• **WHAT YOU NEED TO DO**: Show every line from the entries below that contains the word "marking".

• **GIVEN ENTRIES**:
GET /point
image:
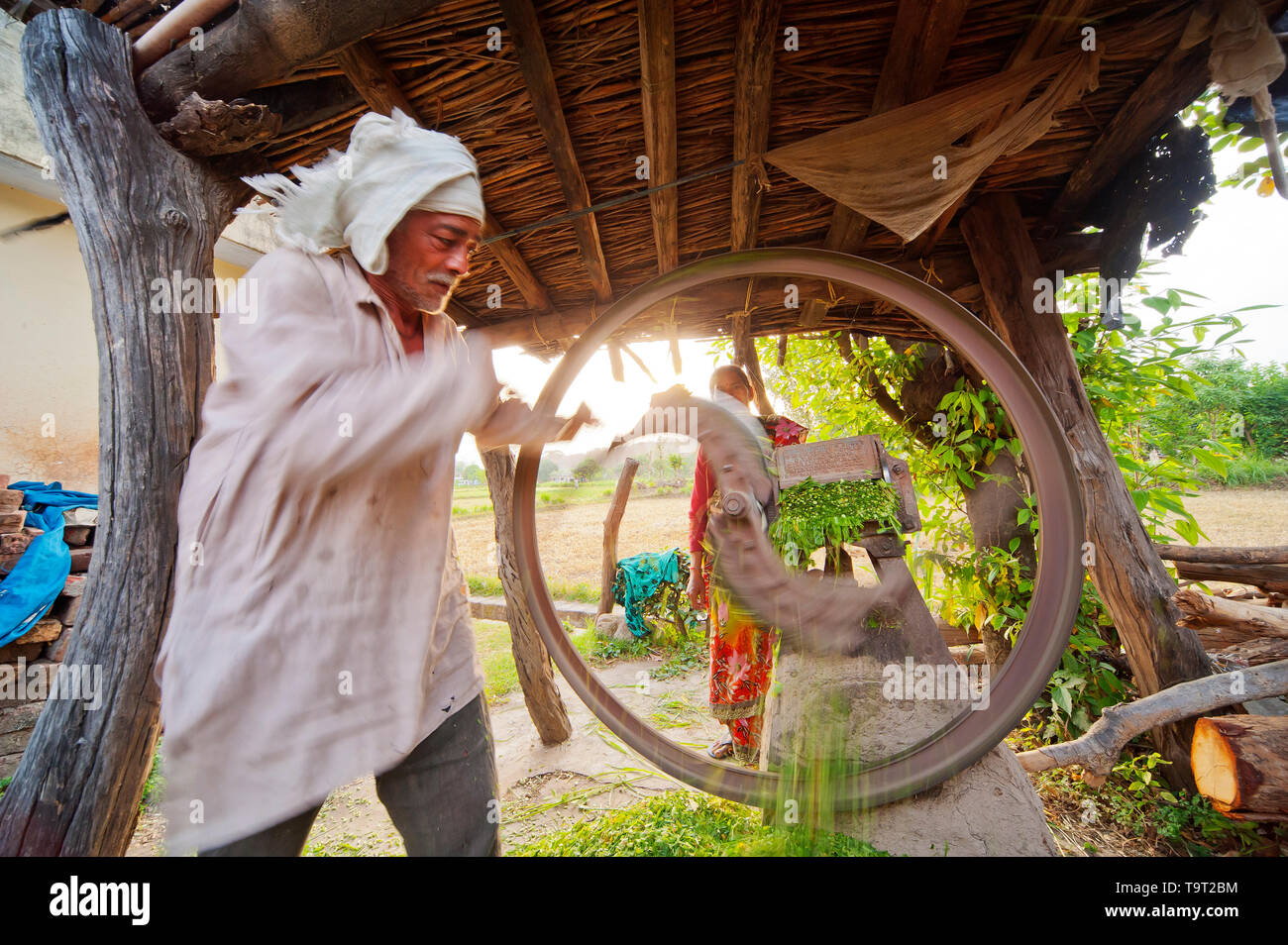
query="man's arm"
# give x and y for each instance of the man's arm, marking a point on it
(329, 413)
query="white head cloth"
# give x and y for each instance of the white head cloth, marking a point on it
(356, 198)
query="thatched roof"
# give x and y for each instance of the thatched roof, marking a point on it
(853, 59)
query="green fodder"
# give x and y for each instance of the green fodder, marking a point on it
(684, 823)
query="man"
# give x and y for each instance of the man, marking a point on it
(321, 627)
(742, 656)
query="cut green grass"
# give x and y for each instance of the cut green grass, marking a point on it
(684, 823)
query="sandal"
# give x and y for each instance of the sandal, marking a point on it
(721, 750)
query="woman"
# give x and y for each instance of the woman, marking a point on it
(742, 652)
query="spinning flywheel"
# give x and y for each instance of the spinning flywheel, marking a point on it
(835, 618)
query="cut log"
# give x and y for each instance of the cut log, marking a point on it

• **ANSWER TO THIS PROBLEM**:
# give x and y for each instance of the man's arm, marking a point on it
# give x and y for each instance of the white head cloth, marking a point on it
# give x and y for each instance of the thatched roof, marking a point on it
# give x and y for each instance of the green fodder, marking a point on it
# give x and y for each instance of the man, marking a point on it
# give x and y for each instance of the cut green grass, marking a point on it
# give x and y for each instance of the sandal, marking a point on it
# give x and y for each instance of the woman, marking a point on it
# give x and y for each instance of the spinning flywheel, marking a point on it
# give x and y for each instance of the cut log, marking a point on it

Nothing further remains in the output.